## Stated problem A
Using the post on Steve's Second Law, answer these:
(i) In what Texas city was the author a pastor?
(ii) In what year did Clayton Williams and Ann Richards run for governor of Texas?
(iii) Where had the press gathered to watch cattle roping?
## Stated problem B
Rewrite the passage of the post on Steve's Second Law starting with "Ann Richards &" and going on through "him by a hair.", switching "rainy" to "windy".

## Passage provided
Steve’s Second Law: Mistakes & Learning Opportunities

“It’s only a mistake if you fail to learn something from it; otherwise it’s a learning opportunity.”

-Steve’s Second Law


FUMCAL Altar, circa 2004

The Cut Stone Altar of Foundation Church


This law came into being when I was a pastor in Temple, Texas and had a great program staff who liked to try new things in worship.  Sometimes they went well, sometimes not, but I wanted to be understanding of my staff’s effort to try something new, and not punish when it didn’t.  They would kick themselves just fine; I didn’t need to add to it.   I hoped fear would not impede creativity or progress.  So it wasn’t a mistake as much as it was an opportunity for learning.  Wouldn’t it be easier to be Presbyterian at this point? “I glad we got that out of the way,” as if whatever went terribly wrong had been predestined to happen.

One of the things that exhausts, or maybe the word is exacerbates me is this expectation of perfection in activity.  It seems rare anymore that people just do something because they like doing it. Instead they have to be the best, “Go big or go home,” I believe the expression goes.

Dad used to say,

 “If at first you don’t succeed, fail, fail again”

–Wesley F. Buchele

I like that iterative approach because I think we humans learn so much more from our mistakes, as long as they are new mistakes.  What I can’t abide is repeating the same mistake.



Ann Richards & Clayton Williams


 Photo Credit: The Texas Tribute


In 1990 Clayton Williams and Ann Richards ran for the open seat of the governor of Texas.  Right from the start Williams did well in the polls, and victory looked assured, but then there was a series of gaffes. Texas Monthly reports:

It was a rainy day in March, and the press had gathered at his ranch outside Midland to watch some cattle roping. When one of his hands mentioned to him that the reporters were getting restless, good ol’ boy Williams tried to make light of the situation by comparing bad weather to rape: “If it’s inevitable,” he said, “just relax and enjoy it.” After that comment appeared in print and went on to make national news, Williams’ twenty-point lead over Ann Richards plummeted, and she went on to beat him by a hair.

## Dataset
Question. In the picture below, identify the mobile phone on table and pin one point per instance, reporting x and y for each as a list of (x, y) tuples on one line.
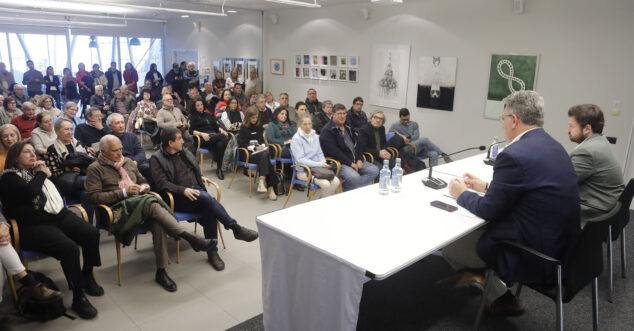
[(443, 206)]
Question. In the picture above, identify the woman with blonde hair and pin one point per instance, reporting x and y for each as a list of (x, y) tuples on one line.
[(9, 135), (251, 137), (306, 150)]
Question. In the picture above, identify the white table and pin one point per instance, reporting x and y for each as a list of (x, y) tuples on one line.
[(316, 255)]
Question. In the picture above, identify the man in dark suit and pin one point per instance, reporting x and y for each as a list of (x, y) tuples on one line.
[(533, 200)]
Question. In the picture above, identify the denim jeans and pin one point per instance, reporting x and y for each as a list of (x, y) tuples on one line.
[(209, 209), (353, 179), (425, 148)]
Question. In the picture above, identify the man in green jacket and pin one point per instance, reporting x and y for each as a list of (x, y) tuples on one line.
[(596, 165)]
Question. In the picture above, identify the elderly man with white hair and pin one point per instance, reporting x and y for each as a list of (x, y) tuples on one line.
[(115, 181), (101, 100), (532, 200), (131, 145)]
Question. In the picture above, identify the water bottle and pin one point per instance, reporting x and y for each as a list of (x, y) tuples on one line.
[(397, 177), (494, 148), (384, 177)]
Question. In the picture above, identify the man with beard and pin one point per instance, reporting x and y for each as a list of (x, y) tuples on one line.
[(599, 172)]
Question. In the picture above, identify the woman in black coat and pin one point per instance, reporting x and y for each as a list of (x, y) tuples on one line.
[(213, 137), (47, 226)]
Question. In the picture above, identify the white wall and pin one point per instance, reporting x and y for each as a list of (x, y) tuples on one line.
[(233, 36), (586, 48)]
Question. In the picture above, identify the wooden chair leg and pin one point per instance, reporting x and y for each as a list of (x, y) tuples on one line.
[(250, 182), (13, 291), (118, 245), (290, 191), (178, 251), (222, 238), (235, 169)]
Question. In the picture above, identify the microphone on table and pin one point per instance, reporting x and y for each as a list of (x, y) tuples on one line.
[(437, 183), (488, 160)]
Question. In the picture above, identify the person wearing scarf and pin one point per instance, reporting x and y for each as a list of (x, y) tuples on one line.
[(46, 226), (306, 150), (115, 181)]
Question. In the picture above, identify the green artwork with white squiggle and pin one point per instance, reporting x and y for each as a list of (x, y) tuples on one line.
[(510, 73)]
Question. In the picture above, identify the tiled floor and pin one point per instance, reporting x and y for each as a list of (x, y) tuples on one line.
[(205, 298)]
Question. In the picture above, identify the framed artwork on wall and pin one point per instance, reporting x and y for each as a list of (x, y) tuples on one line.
[(388, 75), (277, 66), (509, 73), (436, 82)]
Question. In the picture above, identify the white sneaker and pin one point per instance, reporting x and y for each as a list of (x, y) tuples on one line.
[(261, 186), (272, 195)]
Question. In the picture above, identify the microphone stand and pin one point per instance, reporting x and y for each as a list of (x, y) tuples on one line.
[(488, 160), (437, 183)]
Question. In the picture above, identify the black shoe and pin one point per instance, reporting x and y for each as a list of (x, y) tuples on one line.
[(91, 287), (215, 261), (83, 307), (197, 243), (164, 280), (242, 233)]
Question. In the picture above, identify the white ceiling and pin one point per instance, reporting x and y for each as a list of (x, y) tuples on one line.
[(241, 6)]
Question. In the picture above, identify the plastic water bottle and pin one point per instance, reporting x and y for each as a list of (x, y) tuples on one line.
[(397, 177), (495, 146), (384, 178)]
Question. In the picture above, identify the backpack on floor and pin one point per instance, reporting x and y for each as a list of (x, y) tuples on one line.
[(34, 310)]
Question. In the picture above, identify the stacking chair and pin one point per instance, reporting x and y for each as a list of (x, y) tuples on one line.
[(250, 166), (616, 230), (312, 187), (583, 265)]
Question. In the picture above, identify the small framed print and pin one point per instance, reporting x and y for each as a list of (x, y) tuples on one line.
[(323, 73), (333, 74), (314, 73), (353, 75), (353, 61), (343, 74), (343, 61), (277, 66), (324, 60)]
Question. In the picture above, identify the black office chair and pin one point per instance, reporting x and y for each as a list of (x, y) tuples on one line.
[(616, 230), (583, 265)]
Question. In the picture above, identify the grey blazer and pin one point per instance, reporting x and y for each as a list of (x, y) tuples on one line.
[(600, 176)]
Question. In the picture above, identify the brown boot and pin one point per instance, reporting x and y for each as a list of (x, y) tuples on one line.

## Exercise output A
(i) Temple, Texas
(ii) 1990
(iii) At Williams' ranch outside Midland

## Exercise output B
Ann Richards & Clayton Williams


 Photo Credit: The Texas Tribute


In 1990 Clayton Williams and Ann Richards ran for the open seat of the governor of Texas.  Right from the start Williams did well in the polls, and victory looked assured, but then there was a series of gaffes. Texas Monthly reports:

It was a windy day in March, and the press had gathered at his ranch outside Midland to watch some cattle roping. When one of his hands mentioned to him that the reporters were getting restless, good ol’ boy Williams tried to make light of the situation by comparing bad weather to rape: “If it’s inevitable,” he said, “just relax and enjoy it.” After that comment appeared in print and went on to make national news, Williams’ twenty-point lead over Ann Richards plummeted, and she went on to beat him by a hair.